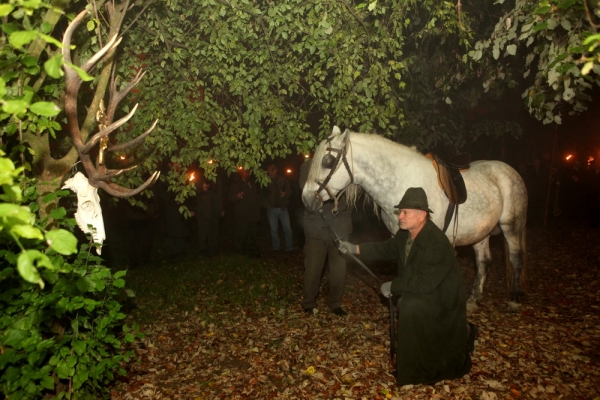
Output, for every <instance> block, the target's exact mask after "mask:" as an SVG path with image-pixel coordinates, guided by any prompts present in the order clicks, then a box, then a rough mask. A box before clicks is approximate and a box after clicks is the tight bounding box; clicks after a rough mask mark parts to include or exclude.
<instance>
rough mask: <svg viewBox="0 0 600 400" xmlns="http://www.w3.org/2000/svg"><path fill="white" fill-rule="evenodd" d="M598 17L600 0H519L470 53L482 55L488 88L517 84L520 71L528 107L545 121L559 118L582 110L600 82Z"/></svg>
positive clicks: (474, 55)
mask: <svg viewBox="0 0 600 400" xmlns="http://www.w3.org/2000/svg"><path fill="white" fill-rule="evenodd" d="M588 3H589V4H592V5H593V6H588ZM586 11H587V12H586ZM594 14H595V16H594ZM599 17H600V4H599V3H598V2H597V1H596V2H592V1H588V0H586V1H584V2H583V3H582V2H579V1H574V0H557V1H547V0H544V1H540V2H530V1H526V0H517V1H516V4H515V6H514V7H510V8H509V9H508V10H507V11H506V12H505V14H504V15H503V16H502V17H501V18H500V20H499V21H498V23H497V24H496V26H495V28H494V31H493V33H492V35H491V37H490V38H486V39H484V40H480V41H479V42H477V43H476V44H475V47H474V49H473V50H472V51H471V52H469V55H468V56H469V57H470V58H471V59H473V60H476V61H479V60H483V62H484V70H485V76H486V78H485V81H484V83H483V86H484V89H485V90H489V89H490V88H491V87H493V86H494V85H497V84H498V82H505V83H506V84H508V85H512V86H515V81H518V80H519V78H518V76H519V74H522V77H523V79H524V80H525V81H526V82H527V87H526V89H525V90H524V92H523V94H522V97H523V99H524V100H525V105H526V107H527V108H528V110H529V112H530V113H531V114H532V115H533V116H535V117H536V118H537V119H539V120H541V121H543V122H544V123H546V124H547V123H557V124H560V123H561V122H562V117H563V116H565V115H566V114H567V113H568V114H573V113H579V112H582V111H584V110H585V109H586V108H587V103H588V102H589V101H590V100H591V97H590V95H589V91H590V90H591V88H592V87H593V86H594V85H600V63H599V61H600V58H599V57H600V50H599V47H598V43H599V42H598V41H599V40H600V36H598V35H597V34H593V32H594V27H596V29H597V27H598V25H597V24H594V21H593V20H594V19H597V18H599ZM484 54H485V55H487V57H484ZM515 57H517V58H515ZM465 59H466V58H465ZM500 59H504V62H503V63H500V64H498V61H497V60H500Z"/></svg>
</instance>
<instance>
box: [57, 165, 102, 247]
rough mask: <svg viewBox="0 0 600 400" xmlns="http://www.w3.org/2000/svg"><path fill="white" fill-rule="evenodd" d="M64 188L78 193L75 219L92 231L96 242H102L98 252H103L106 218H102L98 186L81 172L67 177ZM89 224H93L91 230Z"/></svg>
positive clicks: (76, 192) (87, 232) (91, 224)
mask: <svg viewBox="0 0 600 400" xmlns="http://www.w3.org/2000/svg"><path fill="white" fill-rule="evenodd" d="M62 188H63V189H71V190H72V191H73V192H75V193H77V212H76V213H75V221H76V222H77V225H78V226H79V227H80V228H81V230H82V231H83V232H84V233H91V235H92V239H93V240H94V243H98V244H100V247H96V252H97V253H98V254H102V242H104V239H106V233H105V232H104V220H103V219H102V208H100V197H99V196H98V188H97V187H94V186H92V185H90V183H89V182H88V180H87V178H86V177H85V175H83V174H82V173H81V172H78V173H76V174H75V176H73V177H72V178H69V179H67V180H66V181H65V184H64V185H63V187H62ZM89 225H91V226H92V229H91V230H90V228H89Z"/></svg>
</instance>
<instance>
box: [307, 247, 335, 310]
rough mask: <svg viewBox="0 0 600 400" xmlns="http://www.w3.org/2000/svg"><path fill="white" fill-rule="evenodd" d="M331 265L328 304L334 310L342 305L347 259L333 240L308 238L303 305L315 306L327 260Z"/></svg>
mask: <svg viewBox="0 0 600 400" xmlns="http://www.w3.org/2000/svg"><path fill="white" fill-rule="evenodd" d="M326 260H327V265H328V267H329V271H328V284H329V293H328V294H327V306H328V307H329V308H330V309H331V310H333V309H335V308H338V307H340V306H341V305H342V294H343V293H344V281H345V280H346V260H345V259H344V257H342V255H341V254H340V252H339V250H338V248H337V246H336V245H335V243H334V242H333V240H327V241H325V240H313V239H309V238H307V239H306V243H305V244H304V298H303V300H302V307H304V308H315V307H316V306H317V296H318V295H319V289H320V286H321V275H322V274H323V269H324V268H325V261H326Z"/></svg>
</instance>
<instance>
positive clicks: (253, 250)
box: [235, 221, 260, 255]
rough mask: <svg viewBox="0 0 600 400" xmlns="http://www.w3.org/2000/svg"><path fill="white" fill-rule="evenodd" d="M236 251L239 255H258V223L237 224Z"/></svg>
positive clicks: (241, 222)
mask: <svg viewBox="0 0 600 400" xmlns="http://www.w3.org/2000/svg"><path fill="white" fill-rule="evenodd" d="M235 250H236V251H237V252H238V253H246V254H251V255H257V254H259V253H260V250H259V248H258V221H245V222H237V223H236V224H235Z"/></svg>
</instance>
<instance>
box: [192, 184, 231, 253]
mask: <svg viewBox="0 0 600 400" xmlns="http://www.w3.org/2000/svg"><path fill="white" fill-rule="evenodd" d="M223 215H225V212H224V211H223V195H222V193H221V185H219V183H218V181H217V182H209V181H208V180H207V179H206V178H205V177H204V176H202V178H200V179H198V181H196V212H195V213H194V216H195V217H196V222H197V223H198V250H199V251H200V254H201V255H207V256H213V255H215V254H216V253H217V252H218V250H219V220H220V218H221V217H222V216H223Z"/></svg>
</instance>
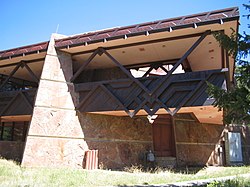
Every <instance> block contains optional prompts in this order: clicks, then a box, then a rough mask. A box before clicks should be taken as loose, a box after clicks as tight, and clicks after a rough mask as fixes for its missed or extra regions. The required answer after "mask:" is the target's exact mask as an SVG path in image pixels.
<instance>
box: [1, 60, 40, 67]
mask: <svg viewBox="0 0 250 187" xmlns="http://www.w3.org/2000/svg"><path fill="white" fill-rule="evenodd" d="M43 60H44V58H39V59H35V60H21V61H20V62H25V63H26V64H31V63H35V62H41V61H43ZM20 62H17V63H13V64H5V65H0V68H7V67H11V66H17V65H18V64H19V63H20Z"/></svg>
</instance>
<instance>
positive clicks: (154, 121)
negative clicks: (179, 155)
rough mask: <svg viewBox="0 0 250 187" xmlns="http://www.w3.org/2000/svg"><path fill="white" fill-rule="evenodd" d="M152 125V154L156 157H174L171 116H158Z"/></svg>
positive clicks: (167, 114)
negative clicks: (152, 143)
mask: <svg viewBox="0 0 250 187" xmlns="http://www.w3.org/2000/svg"><path fill="white" fill-rule="evenodd" d="M152 125H153V144H154V153H155V155H156V156H157V157H175V139H174V131H173V121H172V116H171V115H168V114H164V115H158V116H157V118H156V119H155V121H154V123H153V124H152Z"/></svg>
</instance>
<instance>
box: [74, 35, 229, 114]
mask: <svg viewBox="0 0 250 187" xmlns="http://www.w3.org/2000/svg"><path fill="white" fill-rule="evenodd" d="M209 34H211V32H210V31H206V32H204V33H203V34H201V36H200V37H199V38H198V40H197V41H196V42H195V43H194V44H193V45H192V46H191V47H190V48H189V50H188V51H187V52H186V53H185V54H184V55H183V56H182V57H181V58H180V59H178V60H177V62H175V63H174V65H173V68H172V69H171V70H169V71H167V70H166V69H165V70H164V66H162V65H157V64H156V65H157V67H160V68H162V69H163V70H164V71H166V73H167V74H166V75H165V76H152V77H146V76H147V75H148V74H149V73H150V71H151V70H152V69H153V68H157V67H154V66H152V64H153V63H151V67H150V68H149V71H147V72H146V73H145V74H144V76H143V77H142V78H139V79H138V78H135V77H133V76H132V74H131V73H130V72H129V71H128V70H127V68H125V67H124V66H122V65H121V64H120V63H119V62H118V60H116V59H115V58H114V57H113V56H111V54H110V53H109V52H108V51H107V50H106V49H103V48H98V49H96V50H95V51H94V52H93V53H92V55H91V56H90V57H89V58H88V59H87V60H86V61H85V62H84V63H83V64H82V66H81V67H80V68H79V70H78V71H77V72H76V73H75V74H74V75H73V77H72V79H71V81H73V82H74V81H76V79H77V78H78V77H79V76H80V74H81V73H82V72H83V71H84V70H85V68H86V67H87V65H88V64H89V63H91V61H92V60H93V59H94V57H95V56H96V55H103V54H105V55H106V56H107V57H108V58H109V59H110V60H111V61H112V62H113V63H114V64H115V65H116V66H117V67H119V68H120V69H121V70H122V72H123V73H125V74H126V76H127V79H118V80H108V81H99V82H89V83H77V84H75V89H76V91H77V92H79V94H80V97H79V105H78V106H77V109H78V110H79V111H81V112H98V111H118V110H124V111H125V112H126V113H127V114H128V115H129V116H130V117H133V116H135V115H136V114H137V113H138V112H139V111H140V110H142V109H143V110H145V111H146V112H147V113H148V114H149V115H154V114H155V113H156V112H157V111H158V110H159V109H160V108H164V109H165V110H166V111H167V112H168V113H169V114H171V115H174V114H175V113H177V112H178V111H179V110H180V108H181V107H184V106H202V105H211V104H212V103H213V100H212V99H209V98H208V95H207V93H206V91H205V90H206V88H207V84H206V82H210V83H212V84H214V85H217V86H219V87H222V85H223V83H224V81H225V72H226V71H227V69H222V70H210V71H201V72H191V71H192V70H191V68H190V65H189V63H188V61H187V57H188V56H189V55H190V54H191V53H192V51H193V50H194V49H196V47H197V46H198V45H199V44H200V43H201V42H202V41H203V40H204V38H205V37H206V36H207V35H209ZM180 65H182V66H183V67H184V68H185V69H186V71H187V73H183V74H173V72H174V71H175V70H176V69H177V67H178V66H180ZM171 109H172V110H171Z"/></svg>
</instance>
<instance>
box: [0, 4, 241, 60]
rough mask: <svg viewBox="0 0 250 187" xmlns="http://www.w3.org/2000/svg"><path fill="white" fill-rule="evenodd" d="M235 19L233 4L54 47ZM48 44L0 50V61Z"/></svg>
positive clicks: (85, 42) (69, 45)
mask: <svg viewBox="0 0 250 187" xmlns="http://www.w3.org/2000/svg"><path fill="white" fill-rule="evenodd" d="M237 19H239V10H238V7H232V8H227V9H223V10H215V11H211V12H204V13H199V14H193V15H189V16H182V17H177V18H170V19H164V20H158V21H154V22H147V23H141V24H137V25H131V26H125V27H116V28H112V29H106V30H102V31H95V32H90V33H84V34H79V35H75V36H70V37H66V38H63V39H59V40H56V43H55V46H56V48H59V49H60V48H66V47H73V46H79V45H83V44H86V43H88V44H89V43H97V42H103V41H108V40H115V39H120V38H123V37H131V36H137V35H143V34H144V35H145V34H149V33H157V32H162V31H170V30H177V29H182V28H188V27H197V26H201V25H208V24H214V23H222V22H227V21H231V20H237ZM48 43H49V42H48V41H47V42H42V43H37V44H34V45H28V46H23V47H19V48H14V49H9V50H5V51H0V60H3V59H8V58H12V57H17V56H22V55H27V54H32V53H37V52H38V51H39V52H42V51H46V50H47V48H48Z"/></svg>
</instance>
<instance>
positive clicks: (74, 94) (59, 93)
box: [35, 80, 77, 109]
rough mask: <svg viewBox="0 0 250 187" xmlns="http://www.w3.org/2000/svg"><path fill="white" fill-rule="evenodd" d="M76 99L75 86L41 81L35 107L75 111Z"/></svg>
mask: <svg viewBox="0 0 250 187" xmlns="http://www.w3.org/2000/svg"><path fill="white" fill-rule="evenodd" d="M72 94H73V95H72ZM76 97H77V94H75V93H74V91H73V86H68V85H67V84H66V83H63V82H54V81H47V80H41V81H40V85H39V89H38V92H37V97H36V103H35V106H47V107H56V108H71V109H75V104H74V102H75V101H76Z"/></svg>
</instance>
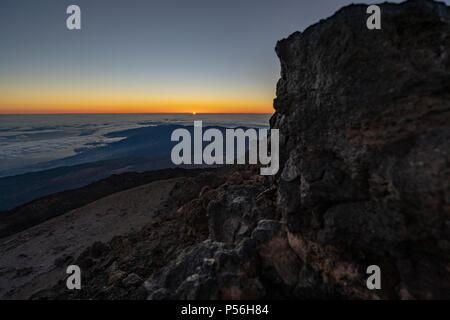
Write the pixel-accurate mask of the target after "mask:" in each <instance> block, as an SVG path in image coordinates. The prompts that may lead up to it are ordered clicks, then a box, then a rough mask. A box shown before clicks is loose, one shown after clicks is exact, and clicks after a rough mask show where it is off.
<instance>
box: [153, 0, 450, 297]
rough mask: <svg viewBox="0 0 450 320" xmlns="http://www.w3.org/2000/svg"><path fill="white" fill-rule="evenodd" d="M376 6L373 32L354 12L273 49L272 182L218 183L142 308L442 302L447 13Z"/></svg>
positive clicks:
_____
● **Exercise aim**:
Within the listing above, the lines holding "loose" should be counted. Give only the number.

● **Answer section**:
2